### Enunciado da tarefa
No trecho sobre a hanseníase na América Latina, até que ano a lei brasileira manteve o isolamento dos doentes nos leprosários?

### Trecho do documento
Faltam pesquisas para explicar porque a doença afeta tantas pessoas no Brasil e tem baixa incidência do outro lado das fronteiras, disse Jorge Dominguez Sobrino, do Ministério da Saúde do Peru, que trabalha na prevenção e tratamento da hanseníase na província de Alto Amazonas, na fronteira com o Equador. “Talvez diferenças genéticas sejam uma causa”, ponderou à IPS.
No Peru, o número de novos casos indica a “eliminação”, mas há alta predominância em algumas províncias, especialmente em cidades pequenas. “Há uma grande prevalência oculta”, reconheceu Sobrino.
O diagnóstico precoce é um direito primário em relação à hanseníase, concordaram Salgado e Custódio. Será necessário rever e mudar algumas bases das estratégias para eliminar a doença. Uma preocupação dos especialistas é a identificação de muitos casos em crianças, indicando contágio por parentes ou pessoas próximas não diagnosticadas.
Uma contradição nos dados oficiais é exatamente que muitos países, que declararam ter baixado a hanseníase a uma taxa inferior a um caso por dez mil habitantes, apontam um número preocupante de crianças afetadas.
Além disso, onde há menos casos registrados, como no sul do Brasil e em outros países latino-americanos, são mais sérios os danos nos afetados, devido ao diagnóstico tardio, quando os efeitos já estão instalados, como perda de nervos periféricos, dedos ou membros inteiros.
A hanseníase, presente na humanidade desde tempos imemoriais, é uma doença infecciosa e crônica, causada pelo bacilo Mycobacterium leprae, como definido pela OMS, que afeta principalmente a pele, os nervos periféricos, a mucosa das vias aéreas superiores, os olhos e outras estruturas.
Norah Salcedo, da cidade de Santa Cruz de la Sierra, na Bolívia, é uma das pessoas que sofreram danos irreversíveis nos membros e precisa de muletas. “Não há tratamento adequado no meu país, os pacientes continuam a perecer sem assistência”, queixou-se à IPS.
A Bolívia é um país que “eliminou” a hanseníase, de acordo com dados oficiais. A ignorância sobre a doença é grande, reconheceu Salcedo, assim como a peruana Silvia Uieacu.
Sete países latino-americanos estão representados nesta primeira reunião regional dos afetados, que reúne autoridades de saúde e representantes de organizações internacionais, como a Organização Pan-Americana de Saúde, e instituições japonesas, especialmente a Fundação Nippon, além de especialistas da Alemanha e Estados Unidos.
O Brasil também atrai a atenção internacional por conta da compensação para as vítimas do sistema de segregação nos chamados leprosários, onde os doentes eram isolados. Essa prática foi mantida por lei no país até 1986, embora já se soubesse sobre a possibilidade de cura desde 1941 e que o tratamento interrompe a infecção.
Desde 2007, o Estado brasileiro compensa as pessoas isoladas, mas agora a organização Morhan procura estender a reparação aos filhos que foram separadas de seus pais. Estima-se que cerca de 16 mil crianças sofreram essa separação forçada.
São políticas que interessam aos movimentos semelhantes em outros países da América Latina, explicaram os participantes durante os debates do primeiro dia.
Muitas pessoas segregadas nesses “leprosários” continuaram a viver neles depois da desativação, porque eles não têm chance de voltar para suas comunidades de origem ou de reconstruir suas vidas, destacaram os ativistas.

### Entradas listadas
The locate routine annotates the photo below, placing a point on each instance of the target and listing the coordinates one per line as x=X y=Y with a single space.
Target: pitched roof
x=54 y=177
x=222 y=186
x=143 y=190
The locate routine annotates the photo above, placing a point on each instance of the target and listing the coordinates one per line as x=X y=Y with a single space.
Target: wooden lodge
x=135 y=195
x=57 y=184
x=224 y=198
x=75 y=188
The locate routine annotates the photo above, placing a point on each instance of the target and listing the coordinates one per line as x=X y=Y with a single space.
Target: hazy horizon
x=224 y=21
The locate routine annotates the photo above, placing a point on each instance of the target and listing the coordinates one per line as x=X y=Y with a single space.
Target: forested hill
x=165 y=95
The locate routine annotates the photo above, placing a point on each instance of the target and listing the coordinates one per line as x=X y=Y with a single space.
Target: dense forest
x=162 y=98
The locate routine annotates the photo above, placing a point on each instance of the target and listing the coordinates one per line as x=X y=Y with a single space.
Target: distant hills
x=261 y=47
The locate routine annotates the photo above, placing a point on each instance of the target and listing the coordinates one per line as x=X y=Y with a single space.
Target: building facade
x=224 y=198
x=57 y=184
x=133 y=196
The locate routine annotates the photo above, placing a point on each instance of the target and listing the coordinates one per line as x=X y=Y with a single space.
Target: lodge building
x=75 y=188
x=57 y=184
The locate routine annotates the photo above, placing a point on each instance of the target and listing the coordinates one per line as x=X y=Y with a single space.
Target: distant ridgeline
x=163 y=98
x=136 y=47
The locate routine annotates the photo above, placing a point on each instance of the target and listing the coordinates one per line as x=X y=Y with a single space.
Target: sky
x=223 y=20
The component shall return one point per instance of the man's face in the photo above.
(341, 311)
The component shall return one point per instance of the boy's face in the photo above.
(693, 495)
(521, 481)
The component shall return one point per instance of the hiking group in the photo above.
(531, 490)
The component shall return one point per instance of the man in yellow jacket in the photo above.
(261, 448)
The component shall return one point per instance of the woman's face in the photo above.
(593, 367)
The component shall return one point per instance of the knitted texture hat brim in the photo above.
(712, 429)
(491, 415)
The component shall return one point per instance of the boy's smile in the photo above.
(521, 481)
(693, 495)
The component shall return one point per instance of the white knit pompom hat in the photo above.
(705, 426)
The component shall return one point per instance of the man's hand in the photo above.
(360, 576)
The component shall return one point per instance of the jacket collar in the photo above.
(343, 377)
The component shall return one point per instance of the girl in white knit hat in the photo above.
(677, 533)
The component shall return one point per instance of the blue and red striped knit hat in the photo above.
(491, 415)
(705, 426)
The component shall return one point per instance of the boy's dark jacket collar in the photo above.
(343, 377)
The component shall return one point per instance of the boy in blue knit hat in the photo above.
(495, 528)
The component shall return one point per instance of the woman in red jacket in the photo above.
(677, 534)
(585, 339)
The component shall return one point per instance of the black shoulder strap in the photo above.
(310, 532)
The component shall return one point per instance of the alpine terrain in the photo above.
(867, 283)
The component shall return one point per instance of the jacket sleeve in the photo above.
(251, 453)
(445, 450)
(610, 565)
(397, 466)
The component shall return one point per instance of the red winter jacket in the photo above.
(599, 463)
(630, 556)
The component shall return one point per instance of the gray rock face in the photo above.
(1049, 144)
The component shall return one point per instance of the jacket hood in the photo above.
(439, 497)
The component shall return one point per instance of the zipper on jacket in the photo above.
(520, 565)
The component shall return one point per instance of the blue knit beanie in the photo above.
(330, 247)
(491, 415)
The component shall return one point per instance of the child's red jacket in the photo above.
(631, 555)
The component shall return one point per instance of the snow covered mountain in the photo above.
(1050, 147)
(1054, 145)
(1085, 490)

### Resultado do exercício
Até 1986.